— START —

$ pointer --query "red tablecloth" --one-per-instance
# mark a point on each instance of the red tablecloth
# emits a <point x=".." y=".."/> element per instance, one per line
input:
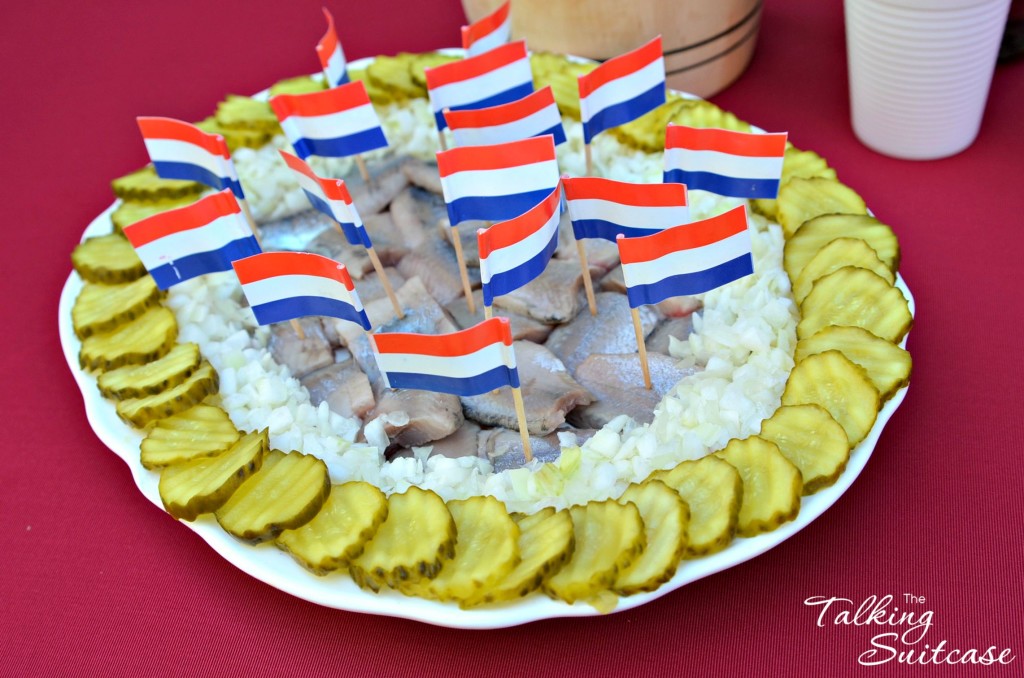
<point x="99" y="582"/>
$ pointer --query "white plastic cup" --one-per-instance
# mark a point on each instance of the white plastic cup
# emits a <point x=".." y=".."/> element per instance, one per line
<point x="920" y="72"/>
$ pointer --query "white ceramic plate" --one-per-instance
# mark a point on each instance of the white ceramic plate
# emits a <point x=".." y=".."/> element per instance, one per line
<point x="275" y="567"/>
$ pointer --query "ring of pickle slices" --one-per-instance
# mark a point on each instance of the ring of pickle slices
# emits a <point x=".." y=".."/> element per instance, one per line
<point x="842" y="263"/>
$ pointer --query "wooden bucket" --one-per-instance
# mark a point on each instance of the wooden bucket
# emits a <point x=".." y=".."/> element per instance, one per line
<point x="707" y="45"/>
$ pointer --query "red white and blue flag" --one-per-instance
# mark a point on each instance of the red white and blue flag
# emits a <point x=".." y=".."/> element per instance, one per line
<point x="603" y="208"/>
<point x="203" y="238"/>
<point x="499" y="181"/>
<point x="499" y="76"/>
<point x="622" y="89"/>
<point x="332" y="198"/>
<point x="333" y="123"/>
<point x="181" y="151"/>
<point x="284" y="286"/>
<point x="514" y="252"/>
<point x="492" y="31"/>
<point x="468" y="363"/>
<point x="331" y="55"/>
<point x="535" y="115"/>
<point x="725" y="162"/>
<point x="685" y="260"/>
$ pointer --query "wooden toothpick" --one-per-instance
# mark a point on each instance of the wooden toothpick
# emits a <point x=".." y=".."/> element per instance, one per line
<point x="520" y="413"/>
<point x="375" y="260"/>
<point x="466" y="288"/>
<point x="642" y="347"/>
<point x="587" y="282"/>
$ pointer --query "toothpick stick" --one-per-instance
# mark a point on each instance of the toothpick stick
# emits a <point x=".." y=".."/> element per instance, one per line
<point x="361" y="164"/>
<point x="587" y="282"/>
<point x="520" y="413"/>
<point x="244" y="204"/>
<point x="642" y="346"/>
<point x="374" y="259"/>
<point x="466" y="288"/>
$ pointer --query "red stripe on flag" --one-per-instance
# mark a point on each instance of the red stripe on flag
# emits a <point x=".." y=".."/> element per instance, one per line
<point x="507" y="234"/>
<point x="503" y="114"/>
<point x="484" y="27"/>
<point x="621" y="67"/>
<point x="624" y="193"/>
<point x="464" y="342"/>
<point x="327" y="44"/>
<point x="271" y="264"/>
<point x="686" y="237"/>
<point x="183" y="218"/>
<point x="333" y="188"/>
<point x="497" y="156"/>
<point x="168" y="128"/>
<point x="343" y="97"/>
<point x="724" y="140"/>
<point x="473" y="67"/>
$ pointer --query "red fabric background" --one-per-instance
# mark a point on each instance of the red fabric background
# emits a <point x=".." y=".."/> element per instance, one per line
<point x="96" y="581"/>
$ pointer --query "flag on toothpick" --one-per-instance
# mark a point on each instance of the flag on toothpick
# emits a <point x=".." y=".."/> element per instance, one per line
<point x="514" y="252"/>
<point x="499" y="181"/>
<point x="603" y="208"/>
<point x="331" y="197"/>
<point x="285" y="286"/>
<point x="685" y="260"/>
<point x="725" y="162"/>
<point x="535" y="115"/>
<point x="332" y="123"/>
<point x="499" y="76"/>
<point x="331" y="55"/>
<point x="468" y="363"/>
<point x="622" y="89"/>
<point x="492" y="31"/>
<point x="181" y="151"/>
<point x="203" y="238"/>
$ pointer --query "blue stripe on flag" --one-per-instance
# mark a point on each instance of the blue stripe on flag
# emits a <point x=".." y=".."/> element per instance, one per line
<point x="354" y="236"/>
<point x="465" y="386"/>
<point x="724" y="185"/>
<point x="341" y="146"/>
<point x="507" y="96"/>
<point x="511" y="281"/>
<point x="695" y="283"/>
<point x="189" y="172"/>
<point x="204" y="262"/>
<point x="292" y="307"/>
<point x="495" y="208"/>
<point x="607" y="229"/>
<point x="620" y="114"/>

— END —

:: Exercise details ::
Leave out the pictures and copy the rest of the material above exactly.

:: Answer to this task ::
$ pointer --query "red tablecloth" --one-per-instance
# mark a point on each instance of the red tablecloth
# emits a <point x=".." y=".."/> element per instance, one per line
input:
<point x="99" y="582"/>
$ pointer --query "white plastic cup" --one-per-instance
# mark a point on each instance of the white plastic cup
# emits a <point x=".." y=".."/> element per instance, one per line
<point x="920" y="72"/>
$ pointer --query "white ceramic plate" --one-per-instance
# mark a point on each instance of the white ceramic plate
# emits a <point x=".." y=".."/> element per instance, one per line
<point x="275" y="567"/>
$ pointer --query "ring of pickle slices" --one-per-instance
# mark a point on each instance of the ring of pickle slices
# emits a <point x=".." y=".."/> element per instance, one per line
<point x="842" y="263"/>
$ pointer --query "wooden bucket" --one-per-instance
# mark a point on each instance of the wooden bucket
# emits a <point x=".." y=".."/> element per instance, one per line
<point x="707" y="45"/>
$ pointer --query "red white and blue flag" --one-per-instance
# mark a point on each instance of the red white and blue flag
# emits a <point x=".." y=".."/> element per instance, one per line
<point x="603" y="208"/>
<point x="203" y="238"/>
<point x="499" y="181"/>
<point x="499" y="76"/>
<point x="622" y="89"/>
<point x="332" y="198"/>
<point x="333" y="123"/>
<point x="181" y="151"/>
<point x="284" y="286"/>
<point x="514" y="252"/>
<point x="492" y="31"/>
<point x="468" y="363"/>
<point x="331" y="55"/>
<point x="535" y="115"/>
<point x="725" y="162"/>
<point x="685" y="260"/>
$ pointer --query "wooden toothpick" --one-per-instance
# mark a point on each instance of the wooden toothpick
# emits a <point x=".." y=".."/> element per instance, one per line
<point x="520" y="413"/>
<point x="375" y="260"/>
<point x="466" y="288"/>
<point x="642" y="347"/>
<point x="587" y="282"/>
$ pointer --query "toothpick stick" --one-per-instance
# mark a point on each instance of the toothpick stick
# emits a <point x=".." y=".."/> element per instance, one per line
<point x="361" y="164"/>
<point x="587" y="282"/>
<point x="520" y="413"/>
<point x="244" y="204"/>
<point x="642" y="346"/>
<point x="374" y="259"/>
<point x="466" y="288"/>
$ pointer --query "red stripe on flag" --one-per-instance
# mark a point on each instance of the red stripe on flag
# emits a <point x=".." y=".."/> element per instance, one per line
<point x="507" y="234"/>
<point x="503" y="114"/>
<point x="484" y="27"/>
<point x="621" y="67"/>
<point x="624" y="193"/>
<point x="464" y="342"/>
<point x="327" y="44"/>
<point x="271" y="264"/>
<point x="686" y="237"/>
<point x="183" y="218"/>
<point x="333" y="188"/>
<point x="497" y="156"/>
<point x="168" y="128"/>
<point x="343" y="97"/>
<point x="724" y="140"/>
<point x="473" y="67"/>
$ pointer --query "red fabric background" --one-per-instance
# mark a point on each instance of the red fabric background
# emits a <point x=".." y=".."/> element per instance, one per line
<point x="96" y="581"/>
$ pointer --query "flag on toothpick" --one-per-instance
# mark a point on each instance of the flag on toothpick
# emits a <point x=".." y=".."/> element per instance, one per line
<point x="514" y="252"/>
<point x="499" y="181"/>
<point x="603" y="208"/>
<point x="331" y="197"/>
<point x="285" y="286"/>
<point x="685" y="260"/>
<point x="725" y="162"/>
<point x="535" y="115"/>
<point x="332" y="123"/>
<point x="499" y="76"/>
<point x="331" y="55"/>
<point x="468" y="363"/>
<point x="622" y="89"/>
<point x="492" y="31"/>
<point x="181" y="151"/>
<point x="203" y="238"/>
$ pointer --query "blue stripe on flag" --one-per-instance
# mark a point on each instance of the blue stripe on flag
# emits a <point x=".." y=".."/> element per instance, one per line
<point x="354" y="236"/>
<point x="465" y="386"/>
<point x="724" y="185"/>
<point x="341" y="146"/>
<point x="507" y="96"/>
<point x="511" y="281"/>
<point x="695" y="283"/>
<point x="189" y="172"/>
<point x="204" y="262"/>
<point x="292" y="307"/>
<point x="495" y="208"/>
<point x="607" y="229"/>
<point x="620" y="114"/>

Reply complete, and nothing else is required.